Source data
______________________________
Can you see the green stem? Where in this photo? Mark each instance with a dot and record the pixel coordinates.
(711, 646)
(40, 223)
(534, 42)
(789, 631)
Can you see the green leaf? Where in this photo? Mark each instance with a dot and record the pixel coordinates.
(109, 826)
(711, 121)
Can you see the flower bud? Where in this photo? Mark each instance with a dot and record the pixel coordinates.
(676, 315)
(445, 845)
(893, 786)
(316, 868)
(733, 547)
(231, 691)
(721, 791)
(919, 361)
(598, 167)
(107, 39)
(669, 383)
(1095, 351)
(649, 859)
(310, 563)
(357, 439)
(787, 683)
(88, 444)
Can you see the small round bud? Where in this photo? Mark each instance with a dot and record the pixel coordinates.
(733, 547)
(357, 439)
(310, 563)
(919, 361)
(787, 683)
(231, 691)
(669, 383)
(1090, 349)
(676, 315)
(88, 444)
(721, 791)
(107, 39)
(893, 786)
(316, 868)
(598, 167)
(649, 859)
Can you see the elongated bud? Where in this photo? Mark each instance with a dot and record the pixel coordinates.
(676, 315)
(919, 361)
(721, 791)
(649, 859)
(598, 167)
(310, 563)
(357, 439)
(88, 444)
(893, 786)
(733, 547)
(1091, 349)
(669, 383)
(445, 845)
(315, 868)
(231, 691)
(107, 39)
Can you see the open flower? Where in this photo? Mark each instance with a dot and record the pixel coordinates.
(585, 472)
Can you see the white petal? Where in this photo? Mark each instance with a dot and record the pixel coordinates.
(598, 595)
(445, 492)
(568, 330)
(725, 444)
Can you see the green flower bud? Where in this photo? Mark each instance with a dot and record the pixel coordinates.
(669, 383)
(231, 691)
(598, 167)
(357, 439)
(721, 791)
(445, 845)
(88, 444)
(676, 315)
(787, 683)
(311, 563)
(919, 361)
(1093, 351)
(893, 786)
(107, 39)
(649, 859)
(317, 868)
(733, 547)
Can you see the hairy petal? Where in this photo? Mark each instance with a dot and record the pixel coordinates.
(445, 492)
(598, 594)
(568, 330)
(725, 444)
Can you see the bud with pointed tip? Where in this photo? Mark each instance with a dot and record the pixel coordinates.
______________________________
Working through the records above, copy each one exactly.

[Written response]
Can you see the green stem? Where in this photo? Mark each instance with a dot and record the pixel coordinates.
(711, 646)
(40, 223)
(534, 42)
(789, 631)
Can you see the green leaf? Where in this photo? Mark each instance with a dot and record the pixel coordinates.
(109, 826)
(711, 121)
Can you see the flower bud? Where in this photo? Mark each instance with a dot and record the pixel coordinates.
(676, 315)
(445, 845)
(893, 786)
(316, 868)
(733, 547)
(231, 691)
(721, 791)
(919, 361)
(598, 167)
(107, 39)
(669, 383)
(1095, 351)
(649, 859)
(310, 563)
(357, 439)
(787, 683)
(88, 444)
Can you see the small round bud? Where in this photo? Mark each instance with a dot and record the pixel coordinates.
(733, 547)
(357, 439)
(310, 563)
(919, 361)
(787, 683)
(231, 691)
(669, 383)
(1090, 349)
(676, 315)
(88, 444)
(721, 791)
(107, 39)
(893, 786)
(316, 868)
(598, 167)
(649, 859)
Can you see the elongated bud? Where in this photo? Mark each instance with a dot and record the pixel coordinates.
(676, 315)
(919, 361)
(721, 791)
(649, 859)
(598, 167)
(310, 563)
(357, 439)
(88, 444)
(893, 786)
(733, 547)
(1091, 349)
(669, 383)
(445, 845)
(315, 868)
(231, 691)
(107, 39)
Can you see the open flower? Where in this photo? Mark each instance with a dot and record the pixel coordinates.
(585, 472)
Can you see the white petal? Where in this photo? Mark each instance with a dot and record the pixel coordinates.
(598, 595)
(445, 492)
(568, 330)
(725, 444)
Can you see the green flower bud? Where in this photo? Mark each instance with a dot and record the pixel coordinates.
(669, 383)
(231, 691)
(598, 167)
(357, 439)
(721, 791)
(445, 845)
(88, 444)
(676, 315)
(787, 683)
(311, 563)
(919, 361)
(1093, 351)
(893, 786)
(107, 39)
(649, 859)
(317, 868)
(733, 547)
Can you see the hairy petal? Where in this photo? Mark each instance with a dot and record the pixel coordinates.
(445, 492)
(598, 594)
(568, 330)
(725, 444)
Can you see the bud with pointed tip? Where in this photo? Mark each instance with a dot and record the pixel coordinates.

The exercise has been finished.